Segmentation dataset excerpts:

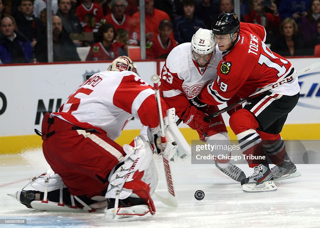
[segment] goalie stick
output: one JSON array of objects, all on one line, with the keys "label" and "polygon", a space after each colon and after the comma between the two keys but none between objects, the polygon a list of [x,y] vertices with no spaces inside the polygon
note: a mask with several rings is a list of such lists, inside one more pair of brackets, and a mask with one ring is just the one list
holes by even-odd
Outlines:
[{"label": "goalie stick", "polygon": [[[279,86],[280,85],[284,84],[285,83],[288,82],[289,81],[291,81],[293,79],[297,78],[297,77],[299,77],[302,74],[305,72],[306,72],[307,71],[309,71],[311,70],[312,70],[315,68],[316,68],[319,66],[320,66],[320,61],[318,61],[317,62],[310,65],[308,66],[307,66],[305,68],[298,71],[295,73],[292,74],[288,78],[285,78],[284,79],[284,80],[282,81],[275,82],[271,85],[270,85],[270,86],[267,86],[265,88],[262,89],[260,89],[259,91],[258,91],[255,93],[254,93],[250,96],[240,100],[237,102],[233,104],[232,104],[229,106],[226,107],[225,108],[219,110],[217,112],[216,112],[214,113],[212,113],[209,115],[209,116],[207,116],[205,117],[204,118],[204,121],[208,121],[210,119],[213,118],[214,117],[217,116],[224,112],[225,112],[227,111],[229,111],[229,110],[232,109],[235,107],[236,107],[238,105],[240,105],[240,104],[244,103],[245,103],[249,100],[252,99],[253,97],[255,97],[256,95],[260,95],[261,94],[267,92],[272,89],[276,87]],[[179,121],[179,120],[178,120],[178,121]]]},{"label": "goalie stick", "polygon": [[[151,80],[154,83],[155,92],[156,93],[156,100],[158,105],[158,111],[159,114],[159,123],[160,126],[160,136],[161,143],[166,142],[165,135],[164,133],[164,124],[163,117],[162,116],[162,108],[161,105],[161,100],[160,99],[160,93],[158,83],[160,81],[159,76],[156,74],[154,74],[151,77]],[[169,144],[172,146],[172,144]],[[173,182],[171,176],[171,169],[170,165],[170,159],[169,155],[164,153],[163,149],[161,149],[162,154],[162,159],[163,161],[164,168],[164,173],[167,180],[167,186],[168,187],[167,198],[165,198],[155,192],[155,194],[158,197],[159,200],[167,206],[172,207],[177,207],[178,206],[178,199],[174,191]]]}]

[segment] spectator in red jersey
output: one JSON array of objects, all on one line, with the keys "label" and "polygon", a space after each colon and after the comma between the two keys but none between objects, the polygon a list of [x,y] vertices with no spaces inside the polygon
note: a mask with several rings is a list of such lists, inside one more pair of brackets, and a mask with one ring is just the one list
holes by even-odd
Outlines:
[{"label": "spectator in red jersey", "polygon": [[83,0],[77,7],[76,12],[84,32],[98,32],[100,20],[103,17],[100,5],[92,3],[91,0]]},{"label": "spectator in red jersey", "polygon": [[178,46],[175,40],[170,38],[172,33],[172,23],[164,19],[160,22],[159,34],[147,42],[146,51],[147,58],[166,59],[173,48]]},{"label": "spectator in red jersey", "polygon": [[112,11],[102,19],[112,25],[117,31],[117,41],[125,44],[138,45],[137,26],[132,18],[124,14],[128,6],[126,0],[112,0],[109,4]]},{"label": "spectator in red jersey", "polygon": [[7,15],[4,9],[5,8],[5,2],[4,2],[3,0],[0,0],[0,21]]},{"label": "spectator in red jersey", "polygon": [[260,25],[264,27],[267,34],[265,42],[268,43],[270,42],[270,39],[274,34],[271,31],[278,31],[281,20],[276,4],[269,1],[271,4],[264,6],[263,2],[263,0],[250,0],[249,7],[251,12],[244,15],[244,19],[246,23]]},{"label": "spectator in red jersey", "polygon": [[124,52],[122,48],[124,45],[116,41],[116,29],[111,24],[101,26],[98,33],[99,42],[91,46],[86,61],[112,60],[124,55]]},{"label": "spectator in red jersey", "polygon": [[[148,40],[158,35],[160,22],[164,19],[170,20],[168,14],[164,11],[156,9],[153,6],[154,0],[145,0],[145,12],[146,40]],[[132,17],[135,20],[136,24],[140,28],[140,11],[138,11]],[[138,31],[138,34],[140,33]],[[173,38],[173,35],[171,37]]]}]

EXERCISE DIRECTIONS: Copy out the lines of the items from the line containing "[segment] spectator in red jersey" through the last line of the items, both ends included.

OUTPUT FOR THIS TASK:
[segment] spectator in red jersey
output: one JSON array of objects, all on one line, with the keys "label" and "polygon", a space after each colon and after the comma between the two keys but none between objects, the polygon a list of [x,y] vertices with no spaces inside the polygon
note: a mask with several rings is a list of such lists, inside one more pair of brackets, and a mask with one ring is just the one list
holes by even-odd
Outlines:
[{"label": "spectator in red jersey", "polygon": [[83,0],[77,7],[76,12],[84,32],[98,32],[100,20],[103,17],[100,5],[92,3],[91,0]]},{"label": "spectator in red jersey", "polygon": [[178,46],[175,40],[170,38],[172,33],[172,23],[164,19],[160,22],[159,34],[147,42],[146,51],[147,58],[166,59],[173,48]]},{"label": "spectator in red jersey", "polygon": [[112,11],[102,19],[112,25],[117,31],[117,41],[125,44],[138,45],[137,26],[132,18],[124,14],[128,6],[126,0],[112,0],[109,4]]},{"label": "spectator in red jersey", "polygon": [[7,15],[4,9],[5,8],[5,2],[4,2],[3,0],[0,0],[0,21]]},{"label": "spectator in red jersey", "polygon": [[260,25],[264,27],[267,34],[265,42],[268,43],[270,42],[270,39],[274,34],[271,31],[278,31],[281,20],[276,4],[269,1],[271,4],[264,6],[263,2],[263,0],[250,0],[249,7],[251,12],[244,15],[244,19],[246,23]]},{"label": "spectator in red jersey", "polygon": [[124,52],[122,48],[124,45],[116,41],[116,29],[111,24],[101,26],[98,33],[99,42],[91,46],[86,61],[112,60],[124,55]]},{"label": "spectator in red jersey", "polygon": [[[148,40],[158,35],[160,22],[164,19],[170,20],[168,14],[164,11],[156,9],[153,6],[154,0],[145,0],[145,12],[146,40]],[[132,17],[135,20],[136,24],[140,28],[140,11],[138,11]],[[138,31],[138,34],[140,33]],[[173,38],[173,35],[171,37]]]}]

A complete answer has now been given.